START GIVEN TEXT
Re: Ares V (CaLV) - status

We have known for some time now that the original VSE design to reuse shuttle hardware was in need of tweeking and it would seem that there needs to be some more compromise.

Nasawatch:

VSE Costs Climbing?

Editor's update: seems that there is a lot of hallway chatter at MSFC - and elsewhere - about the advisability of switching from RS-68 engines to RD-180s for the CaLV - the prime issue being performance and the smaller booster diameter you could get (back to 27 feet) by going with RD-180s. There is also hallway chatter about the notion of dumping the CLV alltogether and considering an EELV such as the Atlas V. Seems that the current CLV has some difficulties (as designed) in getting the current CEV (as designed) into space.
END GIVEN TEXT
START ENTRIES PROVIDED
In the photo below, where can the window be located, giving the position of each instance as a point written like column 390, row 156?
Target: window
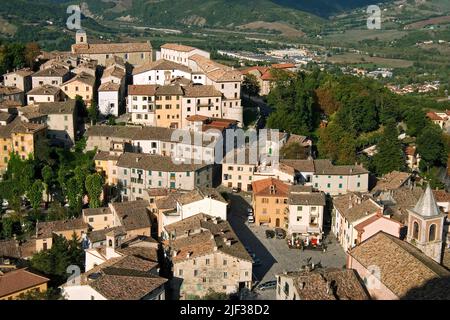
column 286, row 288
column 432, row 233
column 415, row 230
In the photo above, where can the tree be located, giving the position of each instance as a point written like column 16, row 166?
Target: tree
column 74, row 197
column 54, row 262
column 415, row 121
column 56, row 212
column 42, row 151
column 294, row 105
column 80, row 145
column 431, row 147
column 11, row 57
column 337, row 144
column 32, row 51
column 93, row 112
column 326, row 100
column 390, row 155
column 250, row 85
column 94, row 187
column 293, row 151
column 35, row 194
column 11, row 226
column 47, row 175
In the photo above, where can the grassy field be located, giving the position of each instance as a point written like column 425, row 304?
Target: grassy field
column 427, row 22
column 285, row 29
column 353, row 58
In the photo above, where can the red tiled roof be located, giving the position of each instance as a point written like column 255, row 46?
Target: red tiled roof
END ENTRIES PROVIDED
• LIST OF TASKS:
A: Will you return the Ares V post word for word, starting with "We have known" and going on through "VSE Costs Climbing?"?
B: Can you resume the Ares V post from the point where it stops?
None of the items is needed here.

• SET OF ANSWERS:
A:
We have known for some time now that the original VSE design to reuse shuttle hardware was in need of tweeking and it would seem that there needs to be some more compromise.

Nasawatch:

VSE Costs Climbing?

B:
Editor's note: Word has it that internal studies done by/for Scott Pace's PA&E office show a growth in projected costs to complete the CEV program - by as much as $10-15 billion. In addition, individual lunar missions using one CEV, CLV, CaLV, LSAM, LSAS, etc. are now estimated to cost $5 Billion each. By comparison, Space Shuttle missions cost $0.5 billion each.

First we had the SRB change to 5 segment and a different mix, with the SSME going to the wayside when it was more work to cost reduce and to make it engine restartable. Now it would seem that a switch to Lox/Kerosene versus LOX/LH2 is just another... only time will tell what we will eventually end up with.